** REQUIREMENT 1 **
In the post on compensation for pollution, under what scheme does Ross Gittins argue polluters shouldn't get compensation?
** REQUIREMENT 2 **
Reproduce the passage of the post on compensation for pollution starting at "Compensation for pollution" and ending at "of your industry.".
Start of TEXT SECTION
19 October 2009

Compensation for pollution

Been a while since I quoted Ross Gittins on these pages, but here he is in today's herald talking about why polluter's shouldn't get compensation under the emissions trading scheme. I couldn't agree more. One thing that constantly irks me about free-market capitalists, is the double standard. How come you can claim the market rules all over some things like electriciy demand, but have your hand out for pay-outs over others, like an attempt to stop the catastrophic effects of your industry.

There's no insurance against loss for capitalists in a capitalist economy. Market-caused change raises or lowers the capital value of businesses every day. No one suggests losers should be compensated by the taxpayer.

Similarly, businesses gain or lose from changes in government policy all the time. No one suggests the losers should be compensated, nor that windfall gains be confiscated. To wish otherwise would be to put elected governments in an intolerable straitjacket, greatly constraining their ability to act in the public interest.
End of TEXT SECTION
Start of THE DATA
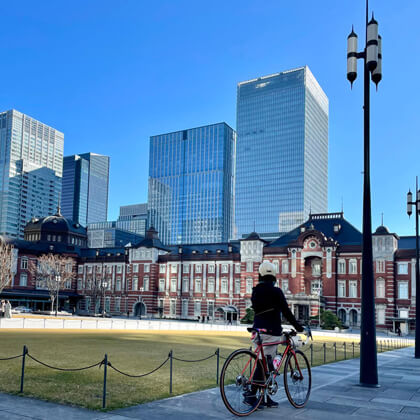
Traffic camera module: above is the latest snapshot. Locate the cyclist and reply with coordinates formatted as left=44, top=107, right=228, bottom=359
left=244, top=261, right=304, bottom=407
End of THE DATA
** FINAL ANSWER 1 **
The emissions trading scheme.

** FINAL ANSWER 2 **
Compensation for pollution

Been a while since I quoted Ross Gittins on these pages, but here he is in today's herald talking about why polluter's shouldn't get compensation under the emissions trading scheme. I couldn't agree more. One thing that constantly irks me about free-market capitalists, is the double standard. How come you can claim the market rules all over some things like electriciy demand, but have your hand out for pay-outs over others, like an attempt to stop the catastrophic effects of your industry.